(TASK STATEMENT) Set every entry below down once more, exactly as it stands, without images.

(PROVIDED RECORDS)
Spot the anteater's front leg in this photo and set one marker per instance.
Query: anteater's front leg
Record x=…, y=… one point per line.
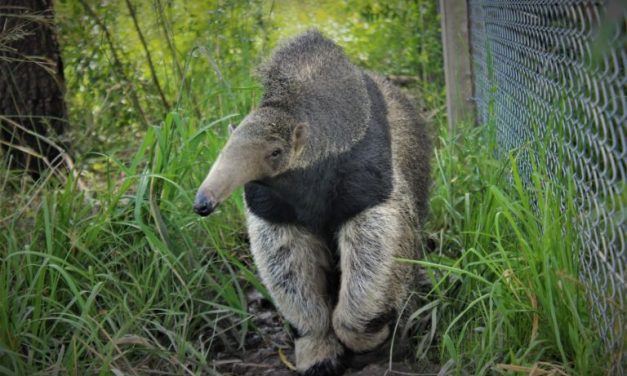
x=374, y=284
x=294, y=265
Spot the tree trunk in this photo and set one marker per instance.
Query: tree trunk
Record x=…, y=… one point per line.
x=32, y=108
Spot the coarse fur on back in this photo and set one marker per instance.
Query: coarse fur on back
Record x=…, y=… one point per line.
x=347, y=162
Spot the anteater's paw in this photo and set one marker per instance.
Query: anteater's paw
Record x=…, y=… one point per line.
x=319, y=356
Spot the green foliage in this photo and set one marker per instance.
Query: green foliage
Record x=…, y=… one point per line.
x=505, y=275
x=121, y=276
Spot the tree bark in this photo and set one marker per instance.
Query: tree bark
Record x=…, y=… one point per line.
x=33, y=114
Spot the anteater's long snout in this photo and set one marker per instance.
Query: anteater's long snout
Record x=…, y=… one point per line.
x=204, y=205
x=237, y=164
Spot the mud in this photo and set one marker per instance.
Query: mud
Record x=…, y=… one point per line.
x=269, y=351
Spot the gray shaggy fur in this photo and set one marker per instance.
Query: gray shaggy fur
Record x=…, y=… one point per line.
x=342, y=194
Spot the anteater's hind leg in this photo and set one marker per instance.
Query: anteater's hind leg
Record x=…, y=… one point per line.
x=294, y=265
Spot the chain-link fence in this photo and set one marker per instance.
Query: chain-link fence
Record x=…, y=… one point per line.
x=556, y=69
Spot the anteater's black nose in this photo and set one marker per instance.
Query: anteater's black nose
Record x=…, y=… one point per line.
x=203, y=206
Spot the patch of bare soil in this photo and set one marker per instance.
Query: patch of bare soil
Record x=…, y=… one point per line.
x=270, y=351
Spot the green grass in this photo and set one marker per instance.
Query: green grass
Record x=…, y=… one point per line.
x=506, y=290
x=129, y=278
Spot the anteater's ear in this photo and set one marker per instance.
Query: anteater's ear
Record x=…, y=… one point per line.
x=299, y=136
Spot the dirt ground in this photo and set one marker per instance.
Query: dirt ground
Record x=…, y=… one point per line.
x=270, y=350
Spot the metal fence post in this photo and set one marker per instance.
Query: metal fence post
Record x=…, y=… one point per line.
x=457, y=68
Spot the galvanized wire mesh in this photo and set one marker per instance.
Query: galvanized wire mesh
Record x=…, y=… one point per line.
x=555, y=69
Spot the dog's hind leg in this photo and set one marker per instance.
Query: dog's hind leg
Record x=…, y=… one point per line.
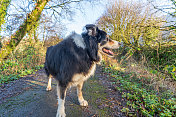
x=81, y=100
x=61, y=93
x=49, y=83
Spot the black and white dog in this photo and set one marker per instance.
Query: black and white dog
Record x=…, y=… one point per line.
x=74, y=60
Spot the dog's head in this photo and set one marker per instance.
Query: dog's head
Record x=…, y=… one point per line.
x=98, y=40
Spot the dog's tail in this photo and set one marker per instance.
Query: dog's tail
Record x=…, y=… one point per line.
x=46, y=59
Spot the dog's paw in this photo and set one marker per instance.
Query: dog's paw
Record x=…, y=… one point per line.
x=48, y=89
x=83, y=103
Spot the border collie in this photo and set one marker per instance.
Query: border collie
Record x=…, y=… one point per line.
x=73, y=61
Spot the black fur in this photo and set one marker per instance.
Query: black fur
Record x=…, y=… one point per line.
x=66, y=59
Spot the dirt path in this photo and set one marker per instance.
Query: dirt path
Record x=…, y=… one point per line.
x=27, y=97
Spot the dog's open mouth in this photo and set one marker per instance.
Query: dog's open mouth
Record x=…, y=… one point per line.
x=107, y=51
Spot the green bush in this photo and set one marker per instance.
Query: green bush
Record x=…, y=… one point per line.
x=140, y=96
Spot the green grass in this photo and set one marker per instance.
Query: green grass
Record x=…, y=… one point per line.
x=21, y=63
x=142, y=97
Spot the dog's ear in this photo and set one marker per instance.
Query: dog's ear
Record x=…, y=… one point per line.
x=91, y=29
x=92, y=48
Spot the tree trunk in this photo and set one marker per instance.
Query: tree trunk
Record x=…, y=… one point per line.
x=30, y=20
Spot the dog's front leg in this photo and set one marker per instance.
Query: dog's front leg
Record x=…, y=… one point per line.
x=81, y=100
x=61, y=93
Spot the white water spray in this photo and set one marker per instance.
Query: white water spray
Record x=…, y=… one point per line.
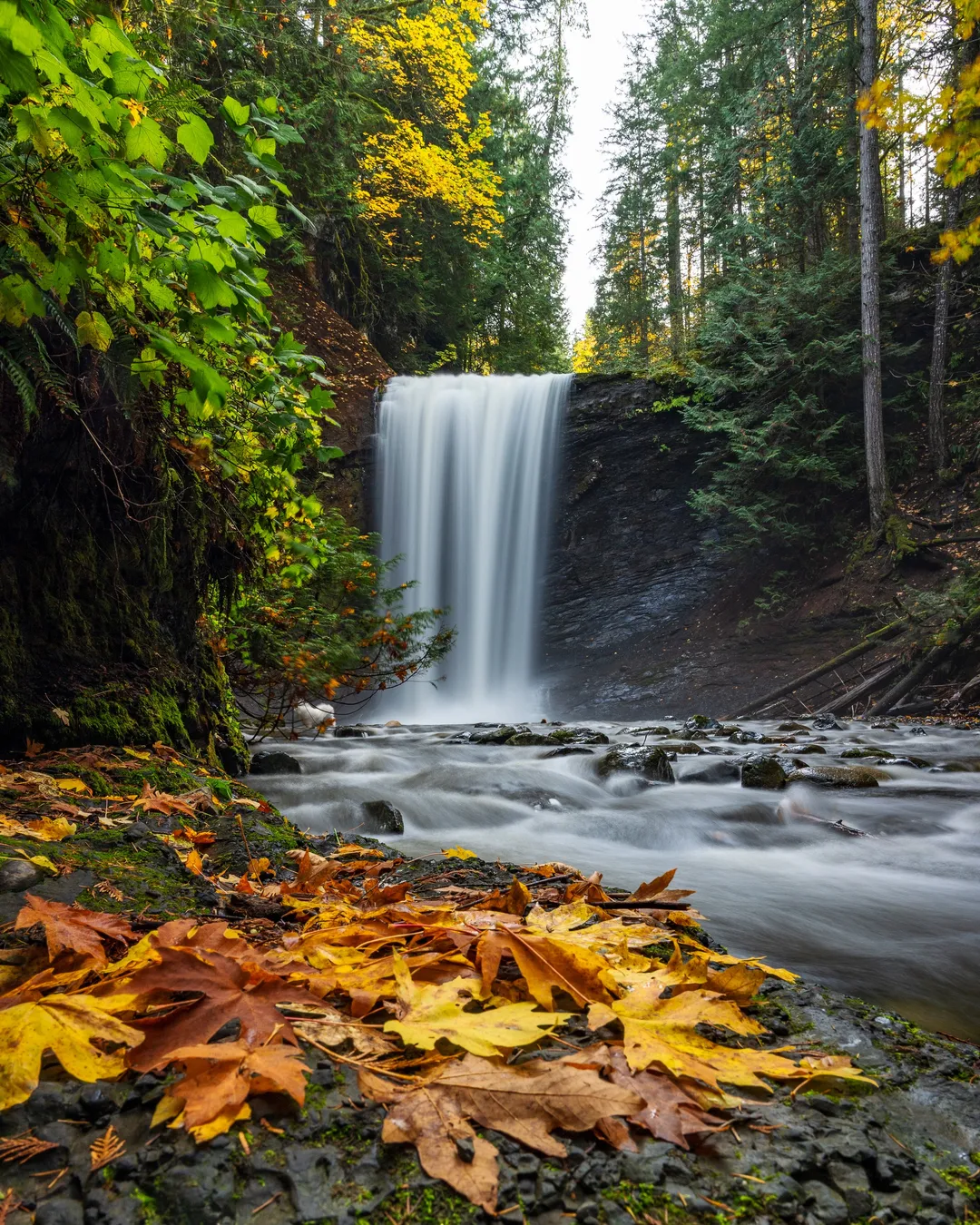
x=467, y=468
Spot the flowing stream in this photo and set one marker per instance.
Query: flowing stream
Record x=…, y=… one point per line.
x=893, y=917
x=467, y=469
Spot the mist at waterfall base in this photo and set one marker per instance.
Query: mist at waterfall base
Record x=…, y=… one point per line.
x=893, y=917
x=466, y=476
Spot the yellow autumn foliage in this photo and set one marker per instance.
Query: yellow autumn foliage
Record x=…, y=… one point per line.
x=426, y=149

(YOUR RESPONSE)
Spot the anteater's front leg in this photo and set one marker per instance.
Query: anteater's front leg
Record x=…, y=… one point per line.
x=374, y=284
x=294, y=265
Spot the tree trunk in this photo and set one marker per instance.
Query: tree trunk
Record x=…, y=… one point per line.
x=32, y=108
Spot the coarse fur on back in this photo and set one marker per instance.
Query: coarse fur on back
Record x=…, y=… one point per line.
x=347, y=162
Spot the anteater's paw in this photo and set one marker per instance.
Query: anteater's paw
Record x=…, y=… one point per line.
x=319, y=356
Spot the green foliage in this photo and set one marker per instance.
Query: green foliage
Record x=…, y=… one point per line.
x=505, y=275
x=121, y=276
Spot the tree bark in this photo and set one marker per instance.
Query: tree bark
Record x=…, y=… one point per line.
x=33, y=114
Spot the anteater's long snout in this photo and set one marker per instance.
Query: anteater's long snout
Record x=…, y=… one point per line.
x=204, y=205
x=237, y=164
Spot the mud in this photo and set one marker per instance.
Query: mud
Record x=…, y=… one point per line.
x=269, y=351
Spot the gray shaggy fur in this photo and set one marker per instance.
Query: gray shaggy fur
Record x=…, y=… one point per line.
x=342, y=194
Spot the anteater's hind leg in this photo and set one marker per instance.
Query: anteater's hind leg
Record x=…, y=… one point per line.
x=294, y=265
Spot the chain-link fence in this photo and set one marker per instance.
Query: chain-link fence
Record x=…, y=… one point per line.
x=556, y=69
Spot the anteater's black nose in this photo and set one marker per instance.
Query: anteater's black nose
Record x=…, y=… one point per line.
x=203, y=206
Spot the patch of bare soil in this photo and set one marker per instance.
Query: patch of bare soil
Record x=…, y=… one point per line.
x=270, y=351
Spot the green grass in this photo and set one marker per instance.
Query: green grass
Record x=…, y=… one point per line.
x=506, y=290
x=129, y=278
Spot the anteater's ear in this photo and set one marker per instance.
Query: anteater's ear
Record x=…, y=… one point per line.
x=299, y=136
Spot the dirt ground in this photo and set one marker per instance.
Query: dirt ground
Record x=…, y=… one point per line.
x=270, y=350
Spot the metal fence post in this photo and set one marker per instance.
Query: metal fence post
Record x=…, y=… one point per line.
x=457, y=68
Spot the galvanized wire mesh in this photo and set one marker per instance.
Query: galvanized wire mesh
Record x=…, y=… one point per line.
x=555, y=69
Spot the dog's hind leg in this photo and set one marker per instance.
Query: dog's hind leg
Record x=…, y=… one point per line.
x=81, y=100
x=61, y=93
x=49, y=83
Spot the black and white dog in this photo and set one marker per instance.
Query: black and white dog
Record x=…, y=… one point per line.
x=74, y=60
Spot the dog's head in this photo and set one marker per instance.
Query: dog's head
Record x=…, y=… one point per line.
x=98, y=40
Spot the dog's tail in this photo and set one marker per instance.
Query: dog's tail
Record x=…, y=… one point per line.
x=46, y=59
Spot the dog's paw in this photo and set one marker per instance.
Query: dog's paw
Record x=…, y=… one point per line.
x=48, y=89
x=83, y=103
Spot the border collie in this photo and set one marker per instance.
Query: border collie
Record x=…, y=… one point per line.
x=73, y=61
Spot the black fur in this photo and set one marker per instance.
Query: black fur
Record x=…, y=… one point per line.
x=66, y=59
Spot the dirt path in this photo and set one marker per instance.
Query: dirt path
Record x=…, y=… one point per line.
x=27, y=97
Spot the dog's open mouth in this photo and set one marker per instance.
Query: dog's open mouth
Record x=…, y=… one point per line.
x=107, y=51
Spot the green bush in this photo and set one marker per instance.
Query: green bush
Record x=…, y=… one point per line.
x=140, y=96
Spot the green grass in this photo and set one marker per instance.
Query: green grass
Record x=…, y=… one point per line.
x=21, y=63
x=142, y=97
Spot the dog's ear in this photo and set one marker per instance.
Query: dog's ear
Record x=…, y=… one point per line.
x=91, y=29
x=92, y=48
Spot the tree trunk in this photo and set one marker per instance.
Query: tree trunk
Record x=…, y=… one point per line.
x=30, y=20
Spot the dog's front leg in this photo and set one marker per instance.
Query: dog's front leg
Record x=…, y=… one point per line.
x=81, y=100
x=61, y=93
Spot the white water spray in this photo and set one marker per instance.
Query: white water spray
Record x=…, y=… one point per line.
x=467, y=468
Spot the flowing stream in this photo and set one marker per instance.
Query: flowing stream
Record x=…, y=… one point per line.
x=893, y=917
x=467, y=469
Spot the mist at waterfall base in this photo and set one marker per instance.
Query: mist at waterfall base
Record x=…, y=… one point per line.
x=893, y=917
x=466, y=476
Spot the yellow autumn foliage in this photo and set one marker per instance.
Query: yellow autumn foliage
Record x=…, y=… one point per line.
x=426, y=149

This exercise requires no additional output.